## WRITTEN TASK
Pick out each line below that contains the word "green", and copy those lines in full.

___ EXCERPTED DATA

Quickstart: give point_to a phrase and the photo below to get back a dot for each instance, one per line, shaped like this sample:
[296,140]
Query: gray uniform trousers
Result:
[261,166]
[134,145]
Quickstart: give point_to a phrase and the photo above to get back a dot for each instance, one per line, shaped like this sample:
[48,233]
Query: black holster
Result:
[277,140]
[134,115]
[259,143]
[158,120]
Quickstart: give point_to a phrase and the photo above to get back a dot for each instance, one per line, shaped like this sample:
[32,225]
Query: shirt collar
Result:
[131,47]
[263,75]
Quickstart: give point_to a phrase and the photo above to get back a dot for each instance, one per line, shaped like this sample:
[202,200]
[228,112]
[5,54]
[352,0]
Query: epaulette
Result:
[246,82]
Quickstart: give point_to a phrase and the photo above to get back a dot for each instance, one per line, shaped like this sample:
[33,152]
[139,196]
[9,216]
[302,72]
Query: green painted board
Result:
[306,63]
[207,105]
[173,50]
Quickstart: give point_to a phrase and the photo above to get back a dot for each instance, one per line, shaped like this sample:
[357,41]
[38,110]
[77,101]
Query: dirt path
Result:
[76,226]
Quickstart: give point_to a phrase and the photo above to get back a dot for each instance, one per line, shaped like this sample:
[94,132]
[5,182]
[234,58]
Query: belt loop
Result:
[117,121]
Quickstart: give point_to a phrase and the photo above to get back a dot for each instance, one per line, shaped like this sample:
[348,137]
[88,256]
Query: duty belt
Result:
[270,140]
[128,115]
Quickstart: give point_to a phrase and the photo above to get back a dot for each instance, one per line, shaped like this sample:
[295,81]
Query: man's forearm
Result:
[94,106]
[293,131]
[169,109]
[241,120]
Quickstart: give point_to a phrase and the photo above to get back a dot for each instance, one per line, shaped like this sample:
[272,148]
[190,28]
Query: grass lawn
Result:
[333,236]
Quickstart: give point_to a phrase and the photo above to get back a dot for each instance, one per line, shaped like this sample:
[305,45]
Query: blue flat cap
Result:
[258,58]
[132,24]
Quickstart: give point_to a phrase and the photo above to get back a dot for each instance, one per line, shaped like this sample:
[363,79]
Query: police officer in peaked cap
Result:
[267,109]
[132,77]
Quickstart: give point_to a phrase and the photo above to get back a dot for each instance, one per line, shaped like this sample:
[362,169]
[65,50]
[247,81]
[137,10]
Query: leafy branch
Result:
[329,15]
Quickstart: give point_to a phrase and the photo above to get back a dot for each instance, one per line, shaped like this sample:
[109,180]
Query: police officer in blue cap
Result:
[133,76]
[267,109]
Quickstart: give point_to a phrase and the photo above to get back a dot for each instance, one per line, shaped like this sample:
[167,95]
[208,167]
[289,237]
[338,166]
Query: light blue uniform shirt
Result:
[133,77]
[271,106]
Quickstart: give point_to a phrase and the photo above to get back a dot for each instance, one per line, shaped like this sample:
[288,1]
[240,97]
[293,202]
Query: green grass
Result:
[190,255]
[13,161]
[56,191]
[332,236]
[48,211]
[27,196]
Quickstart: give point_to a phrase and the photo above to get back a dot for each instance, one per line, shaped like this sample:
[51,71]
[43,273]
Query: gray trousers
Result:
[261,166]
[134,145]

______
___ EXCERPTED DATA

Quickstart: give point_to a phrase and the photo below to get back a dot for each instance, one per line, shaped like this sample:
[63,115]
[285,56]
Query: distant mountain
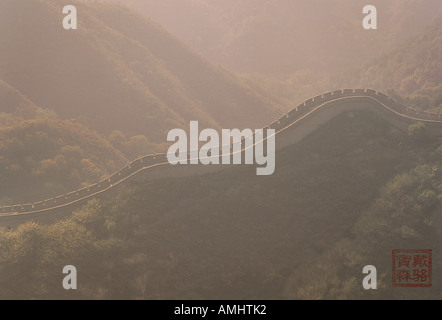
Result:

______

## SOLUTION FOR THIS EXERCISE
Query: green painted board
Query: green grass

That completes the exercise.